TASK STATEMENT => The answer must consist of every line in the records that contains the word "with".

(Region pointing data)
BEGIN
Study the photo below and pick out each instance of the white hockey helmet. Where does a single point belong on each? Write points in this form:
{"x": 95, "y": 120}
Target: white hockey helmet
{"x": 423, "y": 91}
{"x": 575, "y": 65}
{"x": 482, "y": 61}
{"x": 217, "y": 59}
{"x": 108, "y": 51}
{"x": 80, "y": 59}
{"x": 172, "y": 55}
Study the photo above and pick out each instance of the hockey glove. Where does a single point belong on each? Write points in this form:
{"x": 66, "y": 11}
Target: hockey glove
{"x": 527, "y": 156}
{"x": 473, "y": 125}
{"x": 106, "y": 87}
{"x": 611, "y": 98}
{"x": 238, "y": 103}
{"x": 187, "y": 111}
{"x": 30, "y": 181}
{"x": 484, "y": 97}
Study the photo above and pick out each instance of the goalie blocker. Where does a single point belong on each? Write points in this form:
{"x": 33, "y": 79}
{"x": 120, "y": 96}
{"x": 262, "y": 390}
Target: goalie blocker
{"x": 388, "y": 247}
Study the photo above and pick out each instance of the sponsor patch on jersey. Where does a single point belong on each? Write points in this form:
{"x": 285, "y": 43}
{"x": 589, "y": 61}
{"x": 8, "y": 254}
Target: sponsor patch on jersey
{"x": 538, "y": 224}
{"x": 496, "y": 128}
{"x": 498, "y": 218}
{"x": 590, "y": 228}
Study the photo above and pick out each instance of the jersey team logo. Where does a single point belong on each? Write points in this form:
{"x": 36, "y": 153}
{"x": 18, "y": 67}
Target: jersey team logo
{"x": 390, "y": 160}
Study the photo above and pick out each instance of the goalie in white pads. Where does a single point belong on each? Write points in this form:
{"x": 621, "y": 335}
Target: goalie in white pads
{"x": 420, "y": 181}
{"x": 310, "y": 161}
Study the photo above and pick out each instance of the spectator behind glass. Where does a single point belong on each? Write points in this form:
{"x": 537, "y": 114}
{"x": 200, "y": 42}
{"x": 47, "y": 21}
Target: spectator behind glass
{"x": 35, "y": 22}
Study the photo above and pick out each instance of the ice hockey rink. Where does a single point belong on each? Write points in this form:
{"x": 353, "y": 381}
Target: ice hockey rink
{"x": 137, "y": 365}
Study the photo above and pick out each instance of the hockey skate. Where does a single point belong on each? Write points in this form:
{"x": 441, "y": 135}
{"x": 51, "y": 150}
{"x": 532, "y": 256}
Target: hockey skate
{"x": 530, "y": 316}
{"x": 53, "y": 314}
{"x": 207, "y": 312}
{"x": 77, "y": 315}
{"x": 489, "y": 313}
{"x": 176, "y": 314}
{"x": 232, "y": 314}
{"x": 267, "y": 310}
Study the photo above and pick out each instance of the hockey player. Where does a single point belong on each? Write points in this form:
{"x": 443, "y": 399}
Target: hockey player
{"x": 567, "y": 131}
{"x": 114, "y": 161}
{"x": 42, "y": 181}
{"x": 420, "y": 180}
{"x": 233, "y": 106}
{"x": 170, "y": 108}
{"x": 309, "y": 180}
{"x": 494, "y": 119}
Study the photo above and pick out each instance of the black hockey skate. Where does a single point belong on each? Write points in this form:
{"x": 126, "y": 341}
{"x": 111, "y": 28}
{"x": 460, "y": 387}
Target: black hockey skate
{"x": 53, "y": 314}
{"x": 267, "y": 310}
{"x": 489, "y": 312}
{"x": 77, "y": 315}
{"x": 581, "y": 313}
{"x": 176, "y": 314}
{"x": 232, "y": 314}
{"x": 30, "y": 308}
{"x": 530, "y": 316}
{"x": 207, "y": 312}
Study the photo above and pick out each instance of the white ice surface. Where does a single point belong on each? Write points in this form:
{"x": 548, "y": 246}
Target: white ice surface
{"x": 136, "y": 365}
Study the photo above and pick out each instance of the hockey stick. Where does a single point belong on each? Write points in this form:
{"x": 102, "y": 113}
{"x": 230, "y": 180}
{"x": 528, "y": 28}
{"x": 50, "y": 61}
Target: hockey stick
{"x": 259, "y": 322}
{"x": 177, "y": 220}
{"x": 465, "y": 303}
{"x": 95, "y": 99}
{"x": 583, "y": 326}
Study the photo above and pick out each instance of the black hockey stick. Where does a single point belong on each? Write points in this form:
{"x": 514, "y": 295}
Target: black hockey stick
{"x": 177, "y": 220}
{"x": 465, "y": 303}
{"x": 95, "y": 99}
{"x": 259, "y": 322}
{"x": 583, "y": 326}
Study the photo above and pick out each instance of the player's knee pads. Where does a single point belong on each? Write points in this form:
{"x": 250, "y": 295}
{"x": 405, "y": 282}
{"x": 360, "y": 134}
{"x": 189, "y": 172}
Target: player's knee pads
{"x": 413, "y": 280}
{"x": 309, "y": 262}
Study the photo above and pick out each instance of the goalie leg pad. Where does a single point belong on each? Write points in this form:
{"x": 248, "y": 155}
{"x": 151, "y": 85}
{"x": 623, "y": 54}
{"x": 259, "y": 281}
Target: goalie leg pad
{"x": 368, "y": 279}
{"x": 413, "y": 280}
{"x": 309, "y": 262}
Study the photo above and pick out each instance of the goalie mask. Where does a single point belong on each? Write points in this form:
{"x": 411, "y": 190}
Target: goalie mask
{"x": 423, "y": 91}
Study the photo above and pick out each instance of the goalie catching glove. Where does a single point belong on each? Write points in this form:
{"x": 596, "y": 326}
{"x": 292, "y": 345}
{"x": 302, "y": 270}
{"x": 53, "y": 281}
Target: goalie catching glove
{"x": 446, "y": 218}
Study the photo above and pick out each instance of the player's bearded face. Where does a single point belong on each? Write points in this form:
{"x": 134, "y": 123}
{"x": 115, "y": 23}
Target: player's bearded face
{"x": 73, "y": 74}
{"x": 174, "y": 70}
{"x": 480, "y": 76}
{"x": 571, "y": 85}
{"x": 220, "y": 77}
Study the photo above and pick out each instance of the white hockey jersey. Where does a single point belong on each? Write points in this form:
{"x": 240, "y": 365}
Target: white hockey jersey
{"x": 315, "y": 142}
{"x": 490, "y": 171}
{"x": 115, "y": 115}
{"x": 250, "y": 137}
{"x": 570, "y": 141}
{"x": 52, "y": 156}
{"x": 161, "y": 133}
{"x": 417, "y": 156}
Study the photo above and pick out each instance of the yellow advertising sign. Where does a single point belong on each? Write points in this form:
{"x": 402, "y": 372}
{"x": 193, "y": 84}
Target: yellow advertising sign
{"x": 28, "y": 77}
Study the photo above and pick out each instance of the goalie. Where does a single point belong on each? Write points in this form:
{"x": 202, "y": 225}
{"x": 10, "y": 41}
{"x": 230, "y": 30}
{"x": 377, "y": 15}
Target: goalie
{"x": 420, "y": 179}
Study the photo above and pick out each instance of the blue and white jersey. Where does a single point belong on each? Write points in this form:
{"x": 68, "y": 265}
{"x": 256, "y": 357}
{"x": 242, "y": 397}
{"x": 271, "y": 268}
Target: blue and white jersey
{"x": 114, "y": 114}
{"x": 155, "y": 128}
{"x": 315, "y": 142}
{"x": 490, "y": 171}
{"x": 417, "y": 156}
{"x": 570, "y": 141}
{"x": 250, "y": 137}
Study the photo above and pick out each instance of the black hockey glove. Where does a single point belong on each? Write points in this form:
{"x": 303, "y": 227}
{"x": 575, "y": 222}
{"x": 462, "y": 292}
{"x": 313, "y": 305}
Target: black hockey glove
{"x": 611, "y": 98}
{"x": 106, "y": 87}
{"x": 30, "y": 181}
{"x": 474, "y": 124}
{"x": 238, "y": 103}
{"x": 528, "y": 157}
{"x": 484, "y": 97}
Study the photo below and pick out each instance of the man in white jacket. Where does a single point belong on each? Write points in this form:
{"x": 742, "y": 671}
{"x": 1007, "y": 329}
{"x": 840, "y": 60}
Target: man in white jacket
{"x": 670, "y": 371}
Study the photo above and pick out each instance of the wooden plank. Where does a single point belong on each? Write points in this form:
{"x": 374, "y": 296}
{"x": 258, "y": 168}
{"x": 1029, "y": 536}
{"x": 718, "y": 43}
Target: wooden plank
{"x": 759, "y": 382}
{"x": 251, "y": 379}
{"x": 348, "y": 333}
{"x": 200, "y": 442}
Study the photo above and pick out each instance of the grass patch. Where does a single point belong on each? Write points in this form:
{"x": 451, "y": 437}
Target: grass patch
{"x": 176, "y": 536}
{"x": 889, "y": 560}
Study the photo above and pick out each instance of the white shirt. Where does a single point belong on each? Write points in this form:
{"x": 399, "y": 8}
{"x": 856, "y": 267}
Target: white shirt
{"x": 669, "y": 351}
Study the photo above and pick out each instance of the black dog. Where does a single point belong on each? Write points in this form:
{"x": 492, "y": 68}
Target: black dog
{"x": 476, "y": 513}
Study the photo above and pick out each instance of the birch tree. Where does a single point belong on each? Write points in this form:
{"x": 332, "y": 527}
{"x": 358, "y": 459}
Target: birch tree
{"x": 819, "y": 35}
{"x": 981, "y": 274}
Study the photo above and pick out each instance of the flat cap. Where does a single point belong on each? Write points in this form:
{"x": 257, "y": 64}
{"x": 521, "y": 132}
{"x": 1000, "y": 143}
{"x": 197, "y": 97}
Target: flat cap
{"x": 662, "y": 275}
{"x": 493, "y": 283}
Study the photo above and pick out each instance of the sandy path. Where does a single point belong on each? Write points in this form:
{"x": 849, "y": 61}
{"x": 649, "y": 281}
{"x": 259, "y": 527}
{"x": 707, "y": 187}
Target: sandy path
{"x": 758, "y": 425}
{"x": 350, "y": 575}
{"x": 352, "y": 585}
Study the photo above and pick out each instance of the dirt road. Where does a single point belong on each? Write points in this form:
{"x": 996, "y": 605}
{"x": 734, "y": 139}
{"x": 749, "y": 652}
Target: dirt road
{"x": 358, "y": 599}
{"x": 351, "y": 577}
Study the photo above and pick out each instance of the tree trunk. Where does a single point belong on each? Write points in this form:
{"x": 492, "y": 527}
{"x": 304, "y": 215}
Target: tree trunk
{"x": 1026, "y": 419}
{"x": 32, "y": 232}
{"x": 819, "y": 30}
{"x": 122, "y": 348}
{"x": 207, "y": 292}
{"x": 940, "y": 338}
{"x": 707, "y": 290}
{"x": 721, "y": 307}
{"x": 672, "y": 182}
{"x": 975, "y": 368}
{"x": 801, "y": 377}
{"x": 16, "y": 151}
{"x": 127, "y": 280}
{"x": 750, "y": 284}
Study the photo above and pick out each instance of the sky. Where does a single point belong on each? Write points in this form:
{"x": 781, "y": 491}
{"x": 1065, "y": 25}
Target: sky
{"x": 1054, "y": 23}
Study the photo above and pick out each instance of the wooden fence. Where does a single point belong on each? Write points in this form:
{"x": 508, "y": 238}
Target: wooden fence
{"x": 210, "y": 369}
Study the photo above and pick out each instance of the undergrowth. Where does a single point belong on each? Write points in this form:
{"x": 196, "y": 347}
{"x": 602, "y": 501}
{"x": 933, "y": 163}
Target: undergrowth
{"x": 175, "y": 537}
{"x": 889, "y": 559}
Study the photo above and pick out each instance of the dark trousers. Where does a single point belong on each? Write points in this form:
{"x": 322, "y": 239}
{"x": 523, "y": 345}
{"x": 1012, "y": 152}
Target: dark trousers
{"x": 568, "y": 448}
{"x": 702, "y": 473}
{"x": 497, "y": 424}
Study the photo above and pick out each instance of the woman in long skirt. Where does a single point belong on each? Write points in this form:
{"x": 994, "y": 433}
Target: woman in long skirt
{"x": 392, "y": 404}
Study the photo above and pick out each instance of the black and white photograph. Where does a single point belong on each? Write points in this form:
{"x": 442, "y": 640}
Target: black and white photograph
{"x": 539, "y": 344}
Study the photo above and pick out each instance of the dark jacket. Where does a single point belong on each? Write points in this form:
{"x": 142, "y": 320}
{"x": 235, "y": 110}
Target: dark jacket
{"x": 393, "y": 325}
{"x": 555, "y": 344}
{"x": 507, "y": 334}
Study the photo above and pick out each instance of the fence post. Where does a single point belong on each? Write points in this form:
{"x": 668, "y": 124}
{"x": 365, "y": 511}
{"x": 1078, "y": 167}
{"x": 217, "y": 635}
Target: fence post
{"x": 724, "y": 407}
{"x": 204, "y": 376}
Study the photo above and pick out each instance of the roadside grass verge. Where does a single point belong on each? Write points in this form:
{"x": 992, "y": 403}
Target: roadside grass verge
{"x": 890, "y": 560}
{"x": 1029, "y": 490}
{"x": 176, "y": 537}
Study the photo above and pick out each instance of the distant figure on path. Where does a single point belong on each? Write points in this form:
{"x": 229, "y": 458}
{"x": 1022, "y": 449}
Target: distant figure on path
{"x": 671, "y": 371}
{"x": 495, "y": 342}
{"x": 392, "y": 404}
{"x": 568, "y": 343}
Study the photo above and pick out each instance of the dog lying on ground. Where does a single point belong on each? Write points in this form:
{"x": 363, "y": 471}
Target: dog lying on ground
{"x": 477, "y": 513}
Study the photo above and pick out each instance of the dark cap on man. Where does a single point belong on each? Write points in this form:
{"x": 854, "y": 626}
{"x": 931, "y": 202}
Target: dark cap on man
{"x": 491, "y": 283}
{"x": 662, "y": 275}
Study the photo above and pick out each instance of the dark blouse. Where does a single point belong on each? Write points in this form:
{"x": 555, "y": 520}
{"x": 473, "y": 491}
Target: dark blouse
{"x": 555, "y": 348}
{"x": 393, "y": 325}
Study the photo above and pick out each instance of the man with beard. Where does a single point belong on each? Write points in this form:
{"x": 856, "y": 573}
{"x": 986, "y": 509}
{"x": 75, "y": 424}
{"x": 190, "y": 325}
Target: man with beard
END
WRITTEN SOLUTION =>
Study the photo above and pick out each instance of the man with beard. Where does a single point belong on each? Write points in this form:
Target: man with beard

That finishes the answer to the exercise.